== RECORDS SHOWN

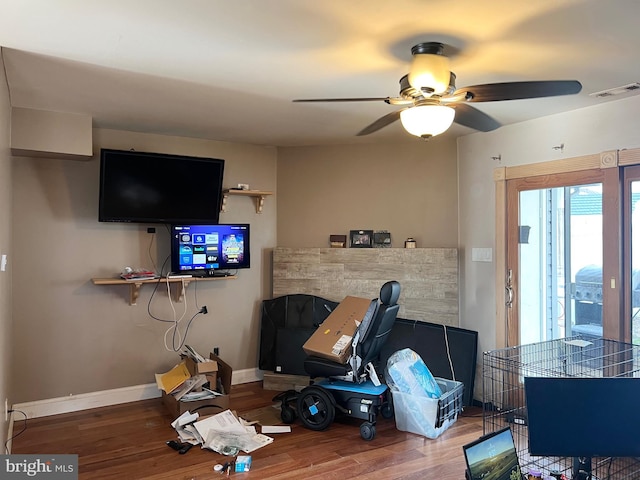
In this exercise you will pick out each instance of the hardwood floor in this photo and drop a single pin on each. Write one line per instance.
(128, 442)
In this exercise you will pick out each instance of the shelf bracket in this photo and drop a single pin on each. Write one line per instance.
(134, 292)
(223, 206)
(259, 203)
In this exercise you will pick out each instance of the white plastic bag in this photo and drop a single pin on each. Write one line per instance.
(407, 373)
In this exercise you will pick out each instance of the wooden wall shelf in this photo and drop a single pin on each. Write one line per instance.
(258, 195)
(136, 285)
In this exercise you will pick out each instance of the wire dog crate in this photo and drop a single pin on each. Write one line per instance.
(503, 373)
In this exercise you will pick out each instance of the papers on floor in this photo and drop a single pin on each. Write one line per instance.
(276, 429)
(222, 433)
(187, 433)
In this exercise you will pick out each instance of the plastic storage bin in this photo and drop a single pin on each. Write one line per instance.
(429, 416)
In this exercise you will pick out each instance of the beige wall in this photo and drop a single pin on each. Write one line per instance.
(5, 248)
(72, 336)
(409, 189)
(608, 126)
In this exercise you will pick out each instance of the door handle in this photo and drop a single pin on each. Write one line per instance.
(509, 290)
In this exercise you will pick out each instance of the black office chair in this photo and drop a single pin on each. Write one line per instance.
(352, 388)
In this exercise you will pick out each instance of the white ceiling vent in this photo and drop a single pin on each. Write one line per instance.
(632, 87)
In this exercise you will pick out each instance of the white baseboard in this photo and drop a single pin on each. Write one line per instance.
(104, 398)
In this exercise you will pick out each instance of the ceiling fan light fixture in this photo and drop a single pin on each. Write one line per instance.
(429, 72)
(427, 121)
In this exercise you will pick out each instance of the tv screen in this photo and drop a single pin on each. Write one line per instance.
(583, 416)
(159, 188)
(207, 250)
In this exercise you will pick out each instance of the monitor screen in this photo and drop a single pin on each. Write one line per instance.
(205, 249)
(159, 188)
(492, 456)
(583, 416)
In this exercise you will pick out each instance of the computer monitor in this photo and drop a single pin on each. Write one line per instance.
(492, 456)
(583, 417)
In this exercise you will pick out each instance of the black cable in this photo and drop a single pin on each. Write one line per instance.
(24, 427)
(186, 332)
(155, 289)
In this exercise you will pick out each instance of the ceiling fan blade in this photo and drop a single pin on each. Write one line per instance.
(469, 116)
(495, 92)
(365, 99)
(389, 100)
(382, 122)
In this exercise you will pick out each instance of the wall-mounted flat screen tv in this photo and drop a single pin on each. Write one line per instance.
(159, 188)
(209, 250)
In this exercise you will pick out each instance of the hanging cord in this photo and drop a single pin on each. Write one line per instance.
(153, 263)
(24, 427)
(446, 341)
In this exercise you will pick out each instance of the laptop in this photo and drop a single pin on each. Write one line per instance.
(492, 457)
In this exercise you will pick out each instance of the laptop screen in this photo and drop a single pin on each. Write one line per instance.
(492, 457)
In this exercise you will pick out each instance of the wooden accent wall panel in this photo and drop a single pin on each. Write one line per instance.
(428, 277)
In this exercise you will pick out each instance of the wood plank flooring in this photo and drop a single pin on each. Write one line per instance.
(128, 442)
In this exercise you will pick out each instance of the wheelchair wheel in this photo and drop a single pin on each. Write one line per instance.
(287, 414)
(367, 431)
(315, 408)
(386, 410)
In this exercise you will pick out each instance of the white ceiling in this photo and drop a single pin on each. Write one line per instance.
(228, 69)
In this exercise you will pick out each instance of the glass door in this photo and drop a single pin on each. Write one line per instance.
(560, 269)
(632, 253)
(555, 257)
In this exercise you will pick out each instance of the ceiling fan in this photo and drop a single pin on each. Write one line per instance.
(431, 102)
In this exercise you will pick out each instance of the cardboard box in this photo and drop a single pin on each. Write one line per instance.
(281, 382)
(332, 340)
(208, 369)
(218, 404)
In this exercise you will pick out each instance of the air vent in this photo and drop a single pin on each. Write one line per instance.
(632, 87)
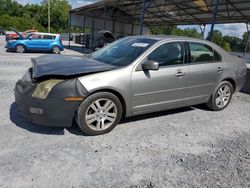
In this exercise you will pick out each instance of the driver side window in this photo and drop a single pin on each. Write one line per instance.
(168, 54)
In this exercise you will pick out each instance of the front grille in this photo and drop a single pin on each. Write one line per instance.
(24, 87)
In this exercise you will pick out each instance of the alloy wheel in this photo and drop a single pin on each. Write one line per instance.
(101, 114)
(223, 96)
(56, 50)
(20, 49)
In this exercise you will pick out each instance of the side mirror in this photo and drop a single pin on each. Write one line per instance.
(150, 65)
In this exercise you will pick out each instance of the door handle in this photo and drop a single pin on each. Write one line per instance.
(219, 69)
(179, 74)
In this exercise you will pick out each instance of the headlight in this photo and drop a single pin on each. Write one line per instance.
(43, 88)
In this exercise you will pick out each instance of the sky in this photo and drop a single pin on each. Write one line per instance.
(226, 29)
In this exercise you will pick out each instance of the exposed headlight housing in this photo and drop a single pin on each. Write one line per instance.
(43, 88)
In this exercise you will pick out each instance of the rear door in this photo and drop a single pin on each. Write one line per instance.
(47, 40)
(164, 88)
(33, 42)
(205, 68)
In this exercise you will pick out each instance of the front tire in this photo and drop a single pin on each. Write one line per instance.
(56, 50)
(99, 113)
(19, 48)
(221, 96)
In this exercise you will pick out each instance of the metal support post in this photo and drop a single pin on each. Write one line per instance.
(248, 33)
(217, 2)
(104, 20)
(142, 16)
(69, 28)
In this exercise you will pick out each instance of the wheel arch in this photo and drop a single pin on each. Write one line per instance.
(118, 95)
(231, 81)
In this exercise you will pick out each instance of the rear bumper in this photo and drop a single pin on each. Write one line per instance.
(47, 112)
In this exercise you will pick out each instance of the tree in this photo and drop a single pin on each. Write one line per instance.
(58, 16)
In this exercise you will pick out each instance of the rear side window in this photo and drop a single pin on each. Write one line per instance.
(168, 54)
(203, 53)
(48, 37)
(36, 36)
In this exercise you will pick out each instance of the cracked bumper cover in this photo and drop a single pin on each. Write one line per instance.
(53, 111)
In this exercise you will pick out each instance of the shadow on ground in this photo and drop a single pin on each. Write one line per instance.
(21, 122)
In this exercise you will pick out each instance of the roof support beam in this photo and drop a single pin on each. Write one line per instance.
(104, 20)
(214, 19)
(69, 28)
(248, 33)
(142, 16)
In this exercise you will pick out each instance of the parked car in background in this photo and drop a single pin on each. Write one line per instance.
(103, 38)
(134, 75)
(36, 42)
(14, 35)
(2, 32)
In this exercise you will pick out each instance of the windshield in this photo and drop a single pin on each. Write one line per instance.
(123, 52)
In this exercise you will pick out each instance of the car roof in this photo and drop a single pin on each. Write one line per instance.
(172, 37)
(40, 33)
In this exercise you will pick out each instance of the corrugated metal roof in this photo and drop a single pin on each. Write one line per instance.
(174, 12)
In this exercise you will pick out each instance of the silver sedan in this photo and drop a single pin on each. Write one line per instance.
(134, 75)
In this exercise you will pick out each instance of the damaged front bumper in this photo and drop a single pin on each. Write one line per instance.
(53, 111)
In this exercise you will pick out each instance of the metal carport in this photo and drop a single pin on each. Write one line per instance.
(128, 17)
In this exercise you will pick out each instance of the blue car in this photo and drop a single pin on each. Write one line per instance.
(36, 42)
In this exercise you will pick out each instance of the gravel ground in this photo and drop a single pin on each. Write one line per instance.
(187, 147)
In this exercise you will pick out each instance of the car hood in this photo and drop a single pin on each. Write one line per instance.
(66, 66)
(18, 34)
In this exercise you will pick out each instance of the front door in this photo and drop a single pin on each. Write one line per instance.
(205, 68)
(163, 88)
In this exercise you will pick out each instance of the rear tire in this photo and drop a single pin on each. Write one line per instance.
(19, 48)
(221, 96)
(56, 50)
(99, 113)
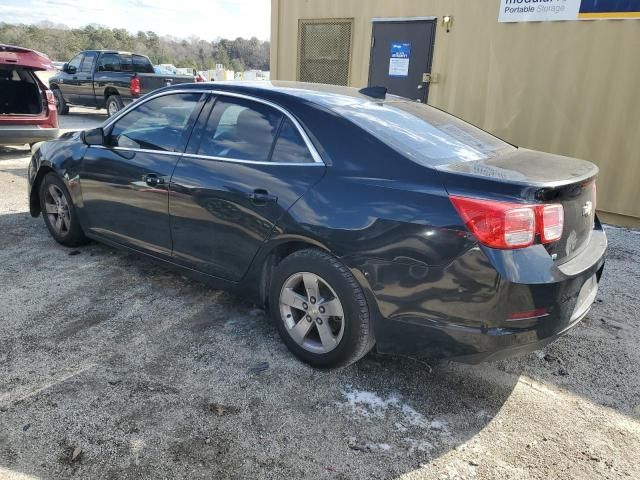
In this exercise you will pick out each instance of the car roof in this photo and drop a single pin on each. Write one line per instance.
(112, 51)
(330, 96)
(24, 58)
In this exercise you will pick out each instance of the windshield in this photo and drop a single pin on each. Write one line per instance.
(424, 134)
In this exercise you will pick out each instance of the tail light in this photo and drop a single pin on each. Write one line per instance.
(509, 225)
(51, 99)
(134, 86)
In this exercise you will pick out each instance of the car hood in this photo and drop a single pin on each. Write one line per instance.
(24, 58)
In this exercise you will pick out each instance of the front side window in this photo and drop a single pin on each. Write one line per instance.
(290, 147)
(88, 62)
(240, 129)
(159, 124)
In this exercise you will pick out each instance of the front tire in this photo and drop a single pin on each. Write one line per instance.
(320, 309)
(59, 213)
(114, 104)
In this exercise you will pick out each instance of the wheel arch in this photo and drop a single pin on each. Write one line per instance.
(271, 256)
(110, 91)
(34, 197)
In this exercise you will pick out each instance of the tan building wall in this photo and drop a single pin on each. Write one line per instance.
(571, 88)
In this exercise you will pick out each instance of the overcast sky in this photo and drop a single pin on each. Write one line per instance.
(207, 19)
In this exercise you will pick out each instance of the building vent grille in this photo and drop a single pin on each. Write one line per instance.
(324, 48)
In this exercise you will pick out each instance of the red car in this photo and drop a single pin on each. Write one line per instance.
(28, 111)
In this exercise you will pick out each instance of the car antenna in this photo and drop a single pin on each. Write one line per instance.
(374, 92)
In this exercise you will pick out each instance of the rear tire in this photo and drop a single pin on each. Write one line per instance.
(59, 213)
(329, 328)
(113, 105)
(61, 105)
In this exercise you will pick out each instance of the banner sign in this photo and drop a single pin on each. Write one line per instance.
(551, 10)
(400, 52)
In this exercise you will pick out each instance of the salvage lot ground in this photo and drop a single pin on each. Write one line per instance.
(115, 367)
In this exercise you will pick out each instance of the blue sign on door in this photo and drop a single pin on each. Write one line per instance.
(400, 54)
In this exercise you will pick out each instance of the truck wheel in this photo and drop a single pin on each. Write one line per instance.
(61, 105)
(114, 105)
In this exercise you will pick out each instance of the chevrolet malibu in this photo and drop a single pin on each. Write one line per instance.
(355, 217)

====

Output only a verbatim copy of the lines spanning from the line that contains "of the chevrolet" to the end of the records above.

In this exercise you will pick out each instance of the chevrolet malibu in this photo and drop a single pin on each. Write one line per instance.
(355, 217)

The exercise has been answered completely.